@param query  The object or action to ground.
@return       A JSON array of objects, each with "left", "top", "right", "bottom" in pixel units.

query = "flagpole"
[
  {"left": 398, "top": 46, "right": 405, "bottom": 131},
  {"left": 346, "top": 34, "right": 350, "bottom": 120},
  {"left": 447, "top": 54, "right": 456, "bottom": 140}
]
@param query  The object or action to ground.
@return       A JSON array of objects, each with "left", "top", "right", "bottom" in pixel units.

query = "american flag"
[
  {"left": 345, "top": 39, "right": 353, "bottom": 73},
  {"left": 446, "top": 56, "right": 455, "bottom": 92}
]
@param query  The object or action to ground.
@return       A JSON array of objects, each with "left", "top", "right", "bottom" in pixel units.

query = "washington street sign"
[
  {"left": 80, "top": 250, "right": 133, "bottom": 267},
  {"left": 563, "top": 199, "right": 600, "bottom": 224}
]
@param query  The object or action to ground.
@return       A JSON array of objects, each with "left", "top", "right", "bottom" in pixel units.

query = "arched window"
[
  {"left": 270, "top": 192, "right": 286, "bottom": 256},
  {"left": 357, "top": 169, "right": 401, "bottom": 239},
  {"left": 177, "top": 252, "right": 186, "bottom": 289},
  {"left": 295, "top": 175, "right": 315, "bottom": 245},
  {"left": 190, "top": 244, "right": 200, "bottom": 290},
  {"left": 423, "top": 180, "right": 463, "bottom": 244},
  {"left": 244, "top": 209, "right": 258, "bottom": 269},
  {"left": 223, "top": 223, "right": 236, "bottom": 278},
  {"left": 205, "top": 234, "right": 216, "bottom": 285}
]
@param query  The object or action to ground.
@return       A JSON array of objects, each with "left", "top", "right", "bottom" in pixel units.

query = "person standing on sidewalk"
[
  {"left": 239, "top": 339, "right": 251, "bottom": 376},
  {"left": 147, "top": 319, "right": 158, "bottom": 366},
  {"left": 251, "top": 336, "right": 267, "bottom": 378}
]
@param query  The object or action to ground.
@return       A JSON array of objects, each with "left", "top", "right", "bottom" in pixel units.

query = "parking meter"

● ● ● ●

→ **TASK REQUIREMENTS**
Transcribe the records above exactly as they appear.

→ **SOLUTION TO THIS TASK**
@param query  The object or action to ground.
@return       A JSON array of objects, each with "left", "top", "right", "bottom" in pixel units.

query = "flagpole"
[
  {"left": 398, "top": 46, "right": 405, "bottom": 131},
  {"left": 346, "top": 34, "right": 350, "bottom": 120},
  {"left": 447, "top": 54, "right": 456, "bottom": 140}
]
@param query  The object or action to ground.
@return       A JSON array of objects, each with "left", "top", "right", "bottom" in pixel units.

query = "american flag"
[
  {"left": 345, "top": 39, "right": 353, "bottom": 73},
  {"left": 446, "top": 56, "right": 455, "bottom": 92}
]
@param query  The object or action to ground.
@return       A JSON array of objects, each with "left", "top", "right", "bottom" in pixel units.

query = "washington street sign"
[
  {"left": 80, "top": 250, "right": 133, "bottom": 267},
  {"left": 563, "top": 199, "right": 600, "bottom": 224}
]
@param query  The object or action to ground.
@return       A JSON array of objects, each with "left", "top", "right", "bottom" in pixel units.

query = "arched window"
[
  {"left": 270, "top": 192, "right": 286, "bottom": 256},
  {"left": 357, "top": 169, "right": 401, "bottom": 239},
  {"left": 177, "top": 252, "right": 186, "bottom": 289},
  {"left": 295, "top": 175, "right": 315, "bottom": 245},
  {"left": 190, "top": 244, "right": 200, "bottom": 290},
  {"left": 423, "top": 180, "right": 463, "bottom": 244},
  {"left": 244, "top": 209, "right": 258, "bottom": 269},
  {"left": 223, "top": 223, "right": 236, "bottom": 278},
  {"left": 205, "top": 234, "right": 216, "bottom": 285}
]
@param query  The object or action to ground.
@return       A JSON array of objects, each with "left", "top", "right", "bottom" in pixel units.

query = "person standing on sidewalk"
[
  {"left": 239, "top": 339, "right": 251, "bottom": 376},
  {"left": 147, "top": 319, "right": 158, "bottom": 366},
  {"left": 251, "top": 336, "right": 267, "bottom": 378}
]
@param query  The object or action to ground.
@return       A JSON array of objects, each with "left", "top", "right", "bottom" in pixel units.

query = "parking meter"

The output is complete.